#### [BRIEF]
Copy out everything in the lines below, from the line containing "[ ] locate the stock tank pool" down to the line containing "Target: white window frame", including both of those lines.

#### [DATA SHOWN]
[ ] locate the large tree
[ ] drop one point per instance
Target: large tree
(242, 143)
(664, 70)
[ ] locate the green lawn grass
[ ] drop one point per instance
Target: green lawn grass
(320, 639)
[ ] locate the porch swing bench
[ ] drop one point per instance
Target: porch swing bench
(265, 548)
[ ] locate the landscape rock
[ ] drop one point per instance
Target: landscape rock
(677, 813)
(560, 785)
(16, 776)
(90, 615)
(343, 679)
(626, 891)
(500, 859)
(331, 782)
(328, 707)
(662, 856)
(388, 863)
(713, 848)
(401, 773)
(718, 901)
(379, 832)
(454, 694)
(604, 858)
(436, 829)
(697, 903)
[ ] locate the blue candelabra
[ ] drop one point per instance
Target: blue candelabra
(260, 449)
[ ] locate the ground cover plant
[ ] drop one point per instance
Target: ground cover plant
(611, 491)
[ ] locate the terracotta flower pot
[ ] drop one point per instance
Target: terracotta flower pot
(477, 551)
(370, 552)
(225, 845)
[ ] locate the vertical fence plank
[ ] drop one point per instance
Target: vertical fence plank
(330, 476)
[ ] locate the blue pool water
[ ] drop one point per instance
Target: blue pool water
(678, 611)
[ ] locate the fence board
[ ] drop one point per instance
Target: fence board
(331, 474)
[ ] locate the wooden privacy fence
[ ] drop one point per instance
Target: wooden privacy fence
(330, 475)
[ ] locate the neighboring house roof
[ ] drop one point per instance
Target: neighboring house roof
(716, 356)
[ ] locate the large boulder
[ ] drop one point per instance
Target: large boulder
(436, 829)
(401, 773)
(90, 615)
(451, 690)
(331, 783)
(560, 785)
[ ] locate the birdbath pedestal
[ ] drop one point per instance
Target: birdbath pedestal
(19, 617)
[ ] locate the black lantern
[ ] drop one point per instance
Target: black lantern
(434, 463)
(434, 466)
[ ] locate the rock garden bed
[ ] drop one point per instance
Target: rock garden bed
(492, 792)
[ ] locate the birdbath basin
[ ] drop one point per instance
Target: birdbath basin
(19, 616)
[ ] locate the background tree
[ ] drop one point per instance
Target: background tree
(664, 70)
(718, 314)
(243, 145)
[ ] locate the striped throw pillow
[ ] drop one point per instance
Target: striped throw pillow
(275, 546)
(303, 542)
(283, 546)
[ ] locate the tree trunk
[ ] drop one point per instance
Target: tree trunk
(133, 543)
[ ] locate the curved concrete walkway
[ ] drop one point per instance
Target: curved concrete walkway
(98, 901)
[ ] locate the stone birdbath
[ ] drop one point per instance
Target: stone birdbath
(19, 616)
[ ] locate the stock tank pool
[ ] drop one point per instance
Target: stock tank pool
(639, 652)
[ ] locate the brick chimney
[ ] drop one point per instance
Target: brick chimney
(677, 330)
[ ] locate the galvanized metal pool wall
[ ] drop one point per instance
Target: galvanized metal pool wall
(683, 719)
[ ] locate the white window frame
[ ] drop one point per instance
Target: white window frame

---

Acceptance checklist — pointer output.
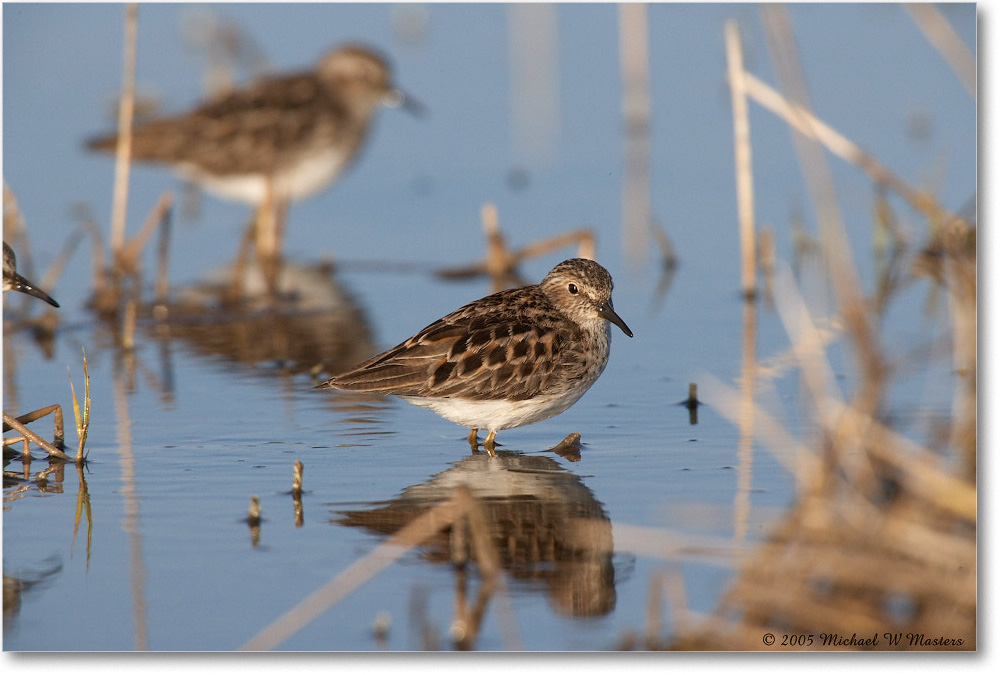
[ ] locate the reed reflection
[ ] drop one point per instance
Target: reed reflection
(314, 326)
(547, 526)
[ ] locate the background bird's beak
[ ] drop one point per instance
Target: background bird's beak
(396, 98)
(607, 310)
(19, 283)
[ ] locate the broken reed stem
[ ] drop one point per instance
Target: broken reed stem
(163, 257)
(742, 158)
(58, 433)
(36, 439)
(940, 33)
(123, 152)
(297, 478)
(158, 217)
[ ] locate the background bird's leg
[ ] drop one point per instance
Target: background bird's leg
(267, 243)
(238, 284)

#### [RESPONSE]
[ ] locate the stock tank pool
[ ] drop one point per instance
Target: stock tank pool
(639, 652)
[ ] locate the brick chimney
[ ] drop one point per instance
Target: brick chimney
(677, 330)
[ ] locate the galvanized metal pool wall
[ ] drop one point per instance
Target: galvanized metal pool wall
(683, 719)
[ ] locate the white window frame
[ ] drop one point per instance
Target: white window frame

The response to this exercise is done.